Block \(A\), with weight \(3w\), slides down an inclined plane \(S\) of slope angle 36.9\(^{\circ}\) at a constant speed while plank \(B\), with weight \(w\), rests on top of A. The plank is attached by a cord to the wall \(\textbf{(Fig. P5.97).}\) (a) Draw a diagram of all the forces acting on block \(A\). (b) If the coefficient of kinetic friction is the same between \(A\) and \(B\) and between \(S\) and \(A\), determine its value.

Short Answer

Expert verified
(a) Diagram includes forces: gravity, normal, friction on block A. (b) Coefficient of kinetic friction \(\mu_k \approx 0.53\).

Step by step solution

01

Understand the Forces

To solve this exercise, let's identify the forces acting on block \(A\). These include: (1) the gravitational force \(F_g = 3w\) acting downwards, (2) the normal force \(N_S\) from the surface of the inclined plane, acting perpendicular to the plane, and (3) the frictional force \(f_S\) between \(A\) and the inclined plane, acting up the slope. We also have the tension \(T\) in the cord due to plank \(B\) and the frictional force between \(A\) and \(B\), \(f_{A/B}\), acting down the plane.

- - - -

Required tasks —
(1) Translate this sentence from the inclined-plane text into Spanish: "To solve this exercise, let's identify the forces acting on block \(A\)."
(2) Please retype the inclined-plane text between "To solve this" and "down the plane.", inclusive.
(3) Decide whether each statement agrees with the inclined-plane text. Give yes or no, with the text's deciding words quoted. (a) Block A moves down the plane at a constant speed. (b) Plank B has a weight of 3w. (c) The friction between A and the inclined plane acts down the slope.
You won't need the listing that comes after the text.

Data provided —
- - - -

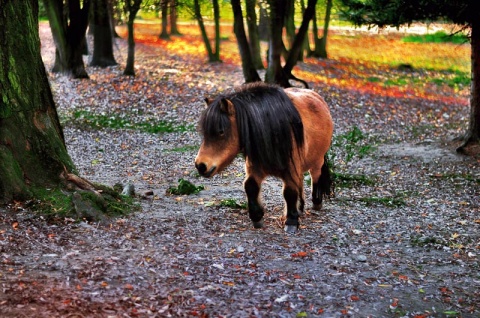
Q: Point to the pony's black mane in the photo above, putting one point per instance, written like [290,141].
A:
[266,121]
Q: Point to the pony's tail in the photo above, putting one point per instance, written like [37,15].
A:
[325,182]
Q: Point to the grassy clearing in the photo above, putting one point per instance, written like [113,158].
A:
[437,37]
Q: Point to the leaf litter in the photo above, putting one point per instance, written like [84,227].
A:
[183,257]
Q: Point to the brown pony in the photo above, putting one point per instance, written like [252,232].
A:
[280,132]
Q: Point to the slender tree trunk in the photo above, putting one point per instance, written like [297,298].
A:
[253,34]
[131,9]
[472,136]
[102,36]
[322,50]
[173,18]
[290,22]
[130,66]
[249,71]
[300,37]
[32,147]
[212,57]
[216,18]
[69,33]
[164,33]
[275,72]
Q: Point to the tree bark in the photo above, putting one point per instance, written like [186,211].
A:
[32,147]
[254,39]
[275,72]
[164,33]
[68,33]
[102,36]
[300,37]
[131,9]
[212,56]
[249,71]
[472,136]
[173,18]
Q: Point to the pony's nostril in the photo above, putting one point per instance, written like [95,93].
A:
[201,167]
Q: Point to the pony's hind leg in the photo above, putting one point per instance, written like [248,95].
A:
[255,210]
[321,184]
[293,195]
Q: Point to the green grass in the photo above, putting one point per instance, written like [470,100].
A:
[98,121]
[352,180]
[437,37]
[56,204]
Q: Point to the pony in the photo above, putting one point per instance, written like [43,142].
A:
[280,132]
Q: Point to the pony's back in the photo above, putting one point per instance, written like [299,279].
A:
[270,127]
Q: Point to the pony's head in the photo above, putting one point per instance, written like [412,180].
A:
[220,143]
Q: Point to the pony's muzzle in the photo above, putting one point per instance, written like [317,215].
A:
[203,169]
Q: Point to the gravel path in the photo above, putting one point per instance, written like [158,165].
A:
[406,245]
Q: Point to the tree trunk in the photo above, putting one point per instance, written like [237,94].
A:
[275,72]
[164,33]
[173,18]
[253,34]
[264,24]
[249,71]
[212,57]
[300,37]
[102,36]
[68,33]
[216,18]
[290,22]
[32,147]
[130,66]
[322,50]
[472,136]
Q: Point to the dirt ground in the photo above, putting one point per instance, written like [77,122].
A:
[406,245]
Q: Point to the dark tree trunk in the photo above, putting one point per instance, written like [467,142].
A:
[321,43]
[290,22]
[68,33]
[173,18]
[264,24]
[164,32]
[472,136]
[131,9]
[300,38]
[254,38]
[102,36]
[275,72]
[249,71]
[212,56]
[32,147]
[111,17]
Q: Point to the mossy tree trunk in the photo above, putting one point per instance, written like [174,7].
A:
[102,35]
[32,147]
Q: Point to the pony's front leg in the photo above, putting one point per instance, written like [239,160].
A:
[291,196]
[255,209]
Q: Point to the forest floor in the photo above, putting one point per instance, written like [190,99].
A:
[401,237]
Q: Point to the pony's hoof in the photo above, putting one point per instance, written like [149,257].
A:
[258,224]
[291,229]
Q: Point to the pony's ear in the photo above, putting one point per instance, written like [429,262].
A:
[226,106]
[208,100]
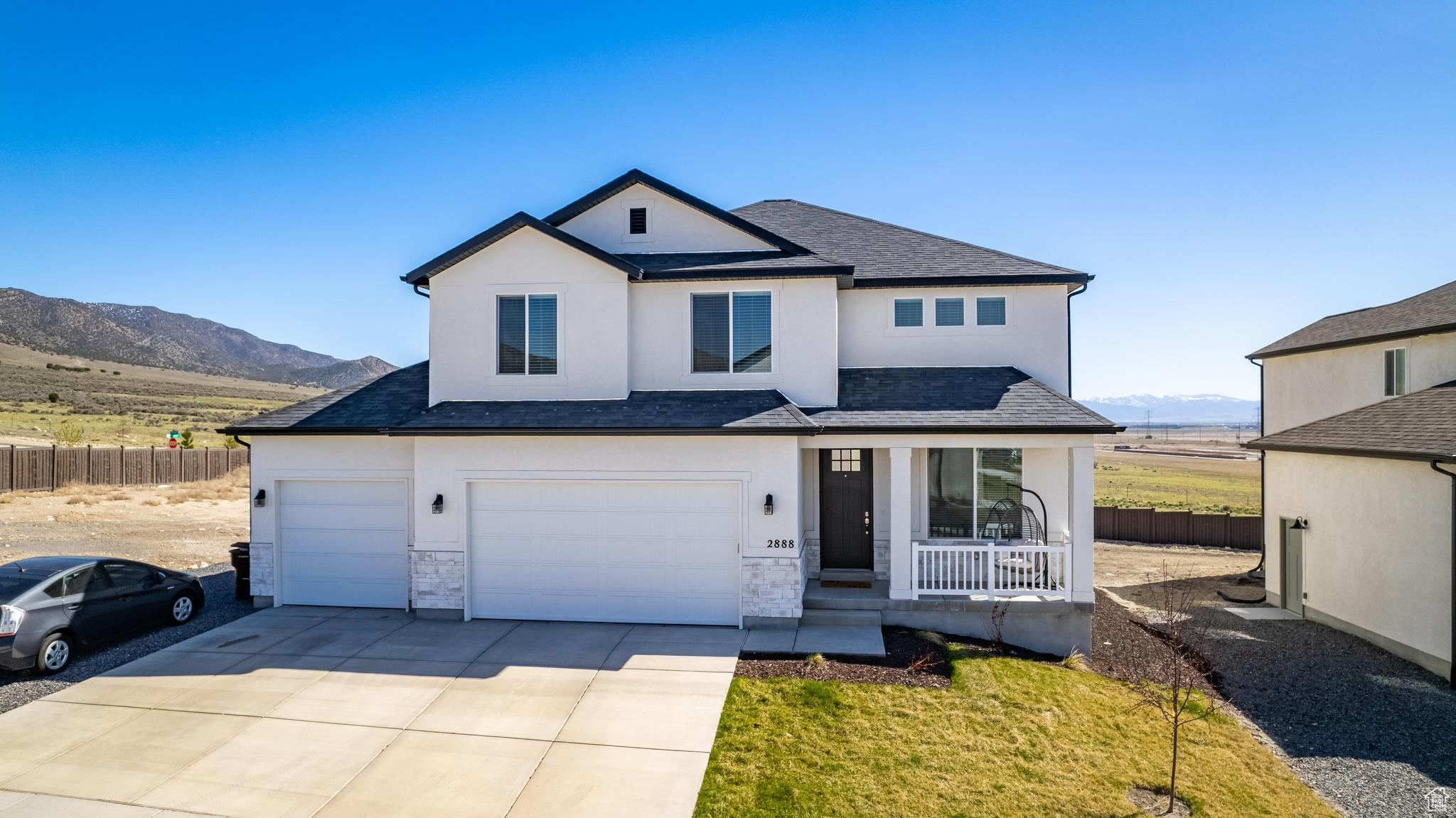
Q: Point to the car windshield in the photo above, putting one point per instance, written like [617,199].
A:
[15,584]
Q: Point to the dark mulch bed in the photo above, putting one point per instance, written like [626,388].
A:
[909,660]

- - - -

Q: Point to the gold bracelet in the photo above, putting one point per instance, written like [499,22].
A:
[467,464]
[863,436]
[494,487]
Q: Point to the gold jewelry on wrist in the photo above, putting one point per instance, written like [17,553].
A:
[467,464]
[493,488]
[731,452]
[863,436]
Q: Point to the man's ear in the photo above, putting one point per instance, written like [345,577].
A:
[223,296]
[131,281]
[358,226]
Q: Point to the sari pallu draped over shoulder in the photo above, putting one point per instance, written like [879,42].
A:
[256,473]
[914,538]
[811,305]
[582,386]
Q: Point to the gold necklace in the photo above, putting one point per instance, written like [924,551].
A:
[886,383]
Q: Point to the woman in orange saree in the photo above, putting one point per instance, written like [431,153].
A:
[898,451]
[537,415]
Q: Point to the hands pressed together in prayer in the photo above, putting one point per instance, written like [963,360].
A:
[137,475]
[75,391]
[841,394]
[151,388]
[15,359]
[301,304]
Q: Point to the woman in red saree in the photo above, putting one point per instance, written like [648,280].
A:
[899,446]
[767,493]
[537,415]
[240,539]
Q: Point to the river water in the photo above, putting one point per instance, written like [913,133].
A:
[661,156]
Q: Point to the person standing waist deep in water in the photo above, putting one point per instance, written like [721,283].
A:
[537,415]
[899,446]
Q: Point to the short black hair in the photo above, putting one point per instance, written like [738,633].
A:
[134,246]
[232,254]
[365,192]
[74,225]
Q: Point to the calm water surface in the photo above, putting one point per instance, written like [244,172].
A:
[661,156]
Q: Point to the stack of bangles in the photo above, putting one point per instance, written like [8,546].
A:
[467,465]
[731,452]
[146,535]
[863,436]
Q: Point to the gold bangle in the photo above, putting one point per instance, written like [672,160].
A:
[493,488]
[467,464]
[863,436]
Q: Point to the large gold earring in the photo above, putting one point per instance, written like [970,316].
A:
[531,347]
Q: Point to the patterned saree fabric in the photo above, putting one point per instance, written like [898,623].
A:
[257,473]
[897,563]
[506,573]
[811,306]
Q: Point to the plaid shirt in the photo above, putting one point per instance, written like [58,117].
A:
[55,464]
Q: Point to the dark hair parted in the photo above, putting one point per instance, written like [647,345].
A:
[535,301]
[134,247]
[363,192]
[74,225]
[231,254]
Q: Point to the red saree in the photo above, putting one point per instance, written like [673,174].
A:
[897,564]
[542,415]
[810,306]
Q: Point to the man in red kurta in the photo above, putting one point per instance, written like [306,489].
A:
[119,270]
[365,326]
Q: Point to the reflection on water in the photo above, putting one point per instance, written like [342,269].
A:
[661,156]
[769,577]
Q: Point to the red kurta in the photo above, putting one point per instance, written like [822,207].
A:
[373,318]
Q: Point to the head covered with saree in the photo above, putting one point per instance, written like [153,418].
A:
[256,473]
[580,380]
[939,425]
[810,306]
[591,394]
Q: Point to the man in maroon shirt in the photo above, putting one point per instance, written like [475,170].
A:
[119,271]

- - - -

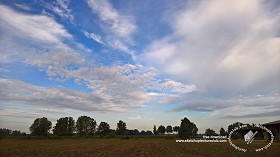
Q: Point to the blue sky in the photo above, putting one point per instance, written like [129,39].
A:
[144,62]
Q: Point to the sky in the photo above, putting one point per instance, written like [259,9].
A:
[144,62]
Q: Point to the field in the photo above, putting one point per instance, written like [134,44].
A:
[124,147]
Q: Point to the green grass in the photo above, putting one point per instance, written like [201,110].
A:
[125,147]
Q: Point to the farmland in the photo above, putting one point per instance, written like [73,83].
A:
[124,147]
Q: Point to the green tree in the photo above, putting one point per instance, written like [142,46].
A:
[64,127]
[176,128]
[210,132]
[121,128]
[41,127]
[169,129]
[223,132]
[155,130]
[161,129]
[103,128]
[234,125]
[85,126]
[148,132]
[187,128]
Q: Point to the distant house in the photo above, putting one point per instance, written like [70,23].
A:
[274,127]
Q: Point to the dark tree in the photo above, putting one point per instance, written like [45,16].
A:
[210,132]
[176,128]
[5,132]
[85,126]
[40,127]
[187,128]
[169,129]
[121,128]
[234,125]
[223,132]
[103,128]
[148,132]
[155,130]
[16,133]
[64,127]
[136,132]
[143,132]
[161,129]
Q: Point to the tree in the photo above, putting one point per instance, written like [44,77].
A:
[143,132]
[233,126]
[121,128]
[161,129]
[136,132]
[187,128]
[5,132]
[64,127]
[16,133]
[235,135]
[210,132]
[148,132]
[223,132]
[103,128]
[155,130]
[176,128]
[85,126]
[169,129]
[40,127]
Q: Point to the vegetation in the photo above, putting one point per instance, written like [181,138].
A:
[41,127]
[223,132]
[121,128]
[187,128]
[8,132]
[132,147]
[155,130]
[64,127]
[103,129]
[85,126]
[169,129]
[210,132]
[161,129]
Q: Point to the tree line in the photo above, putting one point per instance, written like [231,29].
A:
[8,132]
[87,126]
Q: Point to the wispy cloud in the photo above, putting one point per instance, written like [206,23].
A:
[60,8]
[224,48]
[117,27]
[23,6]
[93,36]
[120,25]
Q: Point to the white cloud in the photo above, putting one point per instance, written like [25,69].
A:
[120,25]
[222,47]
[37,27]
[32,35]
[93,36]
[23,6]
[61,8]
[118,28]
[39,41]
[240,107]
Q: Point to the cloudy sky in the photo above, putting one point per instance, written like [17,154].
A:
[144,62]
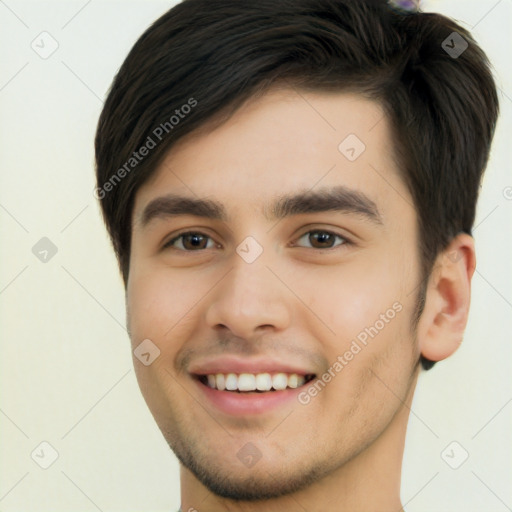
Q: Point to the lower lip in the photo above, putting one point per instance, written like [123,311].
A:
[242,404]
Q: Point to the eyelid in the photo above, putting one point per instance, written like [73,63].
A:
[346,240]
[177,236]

- - - -

Worked solutions —
(1) Para resolver este ejercicio, identifiquemos las fuerzas que actúan sobre el bloque \(A\).

(2)
To solve this exercise, let's identify the forces acting on block \(A\). These include: (1) the gravitational force \(F_g = 3w\) acting downwards, (2) the normal force \(N_S\) from the surface of the inclined plane, acting perpendicular to the plane, and (3) the frictional force \(f_S\) between \(A\) and the inclined plane, acting up the slope. We also have the tension \(T\) in the cord due to plank \(B\) and the frictional force between \(A\) and \(B\), \(f_{A/B}\), acting down the plane.

(3)
(a) Yes: "at a constant speed"
(b) No: "plank \(B\), with weight \(w\)"
(c) No: "acting up the slope"